Entretien:
Le gouvernement japonais ne délivre pas de visa aux étudiants étrangers qui veulent étudier le manga. J'ai payé toutes mes études, et j'ai dû rentrer en Italie tous les trois mois car je n'avais qu'un visa touristique.  Même maintenant avec un diplôme dans un domaine aussi particulier, je ne suis pas autorisé à travailler en tant que mangaka au Japon. A ma connaissance, je suis peut être un des seuls étrangers qui ait pu étudier dans une école japonaise de manga. Il y a de nombreux jeunes gens qui voudraient le faire, mais ils rencontrent tous les mêmes problèmes.
 

Cela devait être quelque chose que d'étudier dans une école de manga. Comment étiez-vous accepté par les autres étudiants ?
Comme quelque chose d'étrange. Ils étaient étonnés par le fait que je puisse dessiner exactement comme eux, que je puisse dessiner quelque chose de très japonais et qui appartenait à leur culture. C'était difficile pour eux de penser qu'un étranger puisse être aussi japonais, ça les ennuyait un peu. Dans ma classe, on était environ 80, et au cours de l'année, seulement 4 ou 5 m'ont adressé la parole.

Liste des données:

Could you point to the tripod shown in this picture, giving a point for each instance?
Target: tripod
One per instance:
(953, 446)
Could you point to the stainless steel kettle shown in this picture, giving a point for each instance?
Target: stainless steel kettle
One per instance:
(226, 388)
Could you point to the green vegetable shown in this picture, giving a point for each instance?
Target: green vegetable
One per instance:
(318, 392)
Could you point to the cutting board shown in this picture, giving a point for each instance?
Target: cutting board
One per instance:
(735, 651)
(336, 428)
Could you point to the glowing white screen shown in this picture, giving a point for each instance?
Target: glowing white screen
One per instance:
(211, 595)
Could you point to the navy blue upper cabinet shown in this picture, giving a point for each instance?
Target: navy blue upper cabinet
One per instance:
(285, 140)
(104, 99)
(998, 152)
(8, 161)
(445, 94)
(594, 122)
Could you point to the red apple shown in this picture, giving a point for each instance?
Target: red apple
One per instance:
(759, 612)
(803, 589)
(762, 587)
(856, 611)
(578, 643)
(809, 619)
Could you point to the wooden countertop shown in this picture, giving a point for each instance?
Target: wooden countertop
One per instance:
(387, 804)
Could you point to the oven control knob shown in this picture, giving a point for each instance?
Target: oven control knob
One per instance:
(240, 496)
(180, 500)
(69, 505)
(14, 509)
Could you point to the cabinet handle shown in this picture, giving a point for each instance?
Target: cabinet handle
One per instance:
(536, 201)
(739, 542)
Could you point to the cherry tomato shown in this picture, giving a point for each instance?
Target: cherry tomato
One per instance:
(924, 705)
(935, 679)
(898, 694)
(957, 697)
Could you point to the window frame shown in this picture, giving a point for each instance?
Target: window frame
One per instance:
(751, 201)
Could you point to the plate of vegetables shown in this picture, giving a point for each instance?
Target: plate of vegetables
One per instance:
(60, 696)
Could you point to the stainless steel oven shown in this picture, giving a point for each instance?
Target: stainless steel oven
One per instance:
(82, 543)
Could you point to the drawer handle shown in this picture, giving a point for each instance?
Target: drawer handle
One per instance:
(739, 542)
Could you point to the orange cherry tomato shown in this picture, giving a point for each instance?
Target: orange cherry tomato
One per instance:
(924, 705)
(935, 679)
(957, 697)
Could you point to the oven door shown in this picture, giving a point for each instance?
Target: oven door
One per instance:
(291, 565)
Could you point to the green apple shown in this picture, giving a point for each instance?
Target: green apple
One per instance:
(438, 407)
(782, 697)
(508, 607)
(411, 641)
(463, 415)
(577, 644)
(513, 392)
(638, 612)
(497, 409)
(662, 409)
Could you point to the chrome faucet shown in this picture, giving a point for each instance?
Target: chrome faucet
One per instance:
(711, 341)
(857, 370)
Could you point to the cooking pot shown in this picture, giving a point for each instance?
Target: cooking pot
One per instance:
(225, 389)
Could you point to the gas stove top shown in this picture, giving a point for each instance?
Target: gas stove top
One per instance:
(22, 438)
---
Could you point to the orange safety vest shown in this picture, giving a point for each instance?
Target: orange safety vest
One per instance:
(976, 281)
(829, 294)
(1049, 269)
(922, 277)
==
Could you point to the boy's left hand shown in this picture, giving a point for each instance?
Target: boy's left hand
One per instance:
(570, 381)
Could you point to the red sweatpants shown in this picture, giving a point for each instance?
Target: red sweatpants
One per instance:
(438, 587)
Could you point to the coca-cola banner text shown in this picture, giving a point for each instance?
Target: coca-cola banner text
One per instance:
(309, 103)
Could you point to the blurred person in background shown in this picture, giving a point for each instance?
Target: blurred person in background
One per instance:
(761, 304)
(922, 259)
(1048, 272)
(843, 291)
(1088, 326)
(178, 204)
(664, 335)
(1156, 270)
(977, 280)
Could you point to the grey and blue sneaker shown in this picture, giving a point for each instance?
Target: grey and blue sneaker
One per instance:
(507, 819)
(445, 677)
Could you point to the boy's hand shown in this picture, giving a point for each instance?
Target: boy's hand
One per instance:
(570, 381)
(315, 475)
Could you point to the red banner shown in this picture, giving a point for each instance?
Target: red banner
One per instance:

Problème à résoudre:
Recopiez fidèlement le passage de l'entretien sur l'étude du manga au Japon compris entre « Cela devait être » et « adressé la parole. », ces deux extrémités incluses.

Résultat attendu:
Cela devait être quelque chose que d'étudier dans une école de manga. Comment étiez-vous accepté par les autres étudiants ?
Comme quelque chose d'étrange. Ils étaient étonnés par le fait que je puisse dessiner exactement comme eux, que je puisse dessiner quelque chose de très japonais et qui appartenait à leur culture. C'était difficile pour eux de penser qu'un étranger puisse être aussi japonais, ça les ennuyait un peu. Dans ma classe, on était environ 80, et au cours de l'année, seulement 4 ou 5 m'ont adressé la parole.